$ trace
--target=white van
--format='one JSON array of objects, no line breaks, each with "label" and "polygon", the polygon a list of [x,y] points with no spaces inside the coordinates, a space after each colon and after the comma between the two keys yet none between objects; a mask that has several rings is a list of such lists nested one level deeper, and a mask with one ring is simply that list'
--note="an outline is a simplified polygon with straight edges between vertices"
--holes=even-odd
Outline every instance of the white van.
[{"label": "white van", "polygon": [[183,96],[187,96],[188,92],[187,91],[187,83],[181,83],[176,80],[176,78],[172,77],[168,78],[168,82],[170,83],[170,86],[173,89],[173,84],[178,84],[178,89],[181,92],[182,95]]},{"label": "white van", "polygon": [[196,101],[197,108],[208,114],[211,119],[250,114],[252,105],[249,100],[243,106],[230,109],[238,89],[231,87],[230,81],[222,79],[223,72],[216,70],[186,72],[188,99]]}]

-=-=-=-=-

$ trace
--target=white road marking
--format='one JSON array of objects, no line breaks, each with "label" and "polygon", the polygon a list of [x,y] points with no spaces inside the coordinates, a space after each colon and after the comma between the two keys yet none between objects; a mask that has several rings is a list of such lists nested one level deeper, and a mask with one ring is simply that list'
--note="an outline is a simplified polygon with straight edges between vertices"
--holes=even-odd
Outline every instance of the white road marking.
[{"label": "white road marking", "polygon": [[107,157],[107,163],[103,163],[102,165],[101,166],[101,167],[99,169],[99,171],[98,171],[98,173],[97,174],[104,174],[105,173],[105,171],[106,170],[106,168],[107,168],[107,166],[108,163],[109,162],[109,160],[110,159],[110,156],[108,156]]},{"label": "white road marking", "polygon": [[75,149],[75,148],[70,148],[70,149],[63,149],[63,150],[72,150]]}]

-=-=-=-=-

### Exercise details
Please show each line of the listing above that contains the word "instance", copied in full.

### Answer to this exercise
Outline every instance of the white van.
Outline every instance of the white road marking.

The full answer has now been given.